TO DO: Reproduce all the rows below, including the requests, with each bounding box coordinate in the answers scaled by 1.45 and rounded to a whole number, halves rounding up. Omit the pictures.

RECORDS TO USE:

%%

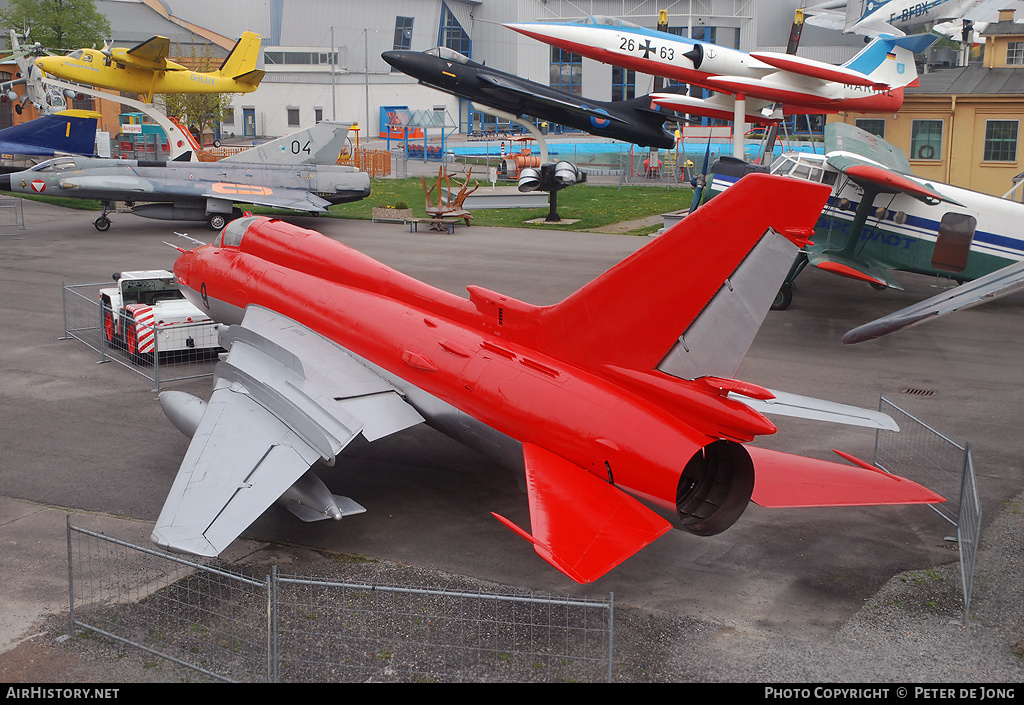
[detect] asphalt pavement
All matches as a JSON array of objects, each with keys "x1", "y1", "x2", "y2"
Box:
[{"x1": 0, "y1": 192, "x2": 1024, "y2": 676}]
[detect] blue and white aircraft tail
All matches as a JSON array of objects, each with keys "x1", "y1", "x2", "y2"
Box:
[
  {"x1": 0, "y1": 110, "x2": 99, "y2": 159},
  {"x1": 806, "y1": 0, "x2": 1008, "y2": 37}
]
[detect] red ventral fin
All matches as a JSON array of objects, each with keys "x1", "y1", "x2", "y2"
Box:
[
  {"x1": 746, "y1": 446, "x2": 946, "y2": 507},
  {"x1": 494, "y1": 443, "x2": 672, "y2": 583},
  {"x1": 695, "y1": 377, "x2": 775, "y2": 401}
]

%%

CORRECT OUTPUT:
[detect] asphalt pavement
All matches as a JSON array of objects, each with keys "x1", "y1", "x2", "y2"
Box:
[{"x1": 0, "y1": 278, "x2": 1485, "y2": 980}]
[detect] blue and white aircraft tail
All matches as a JSON array of objects, each with keys "x1", "y1", "x2", "y2"
Box:
[
  {"x1": 0, "y1": 160, "x2": 144, "y2": 231},
  {"x1": 1169, "y1": 0, "x2": 1462, "y2": 54}
]
[detect] red ventral fin
All matches as a JSON array of objects, each with keys "x1", "y1", "x2", "y2"
Box:
[
  {"x1": 1082, "y1": 647, "x2": 1372, "y2": 735},
  {"x1": 716, "y1": 642, "x2": 974, "y2": 845},
  {"x1": 1008, "y1": 547, "x2": 1124, "y2": 581}
]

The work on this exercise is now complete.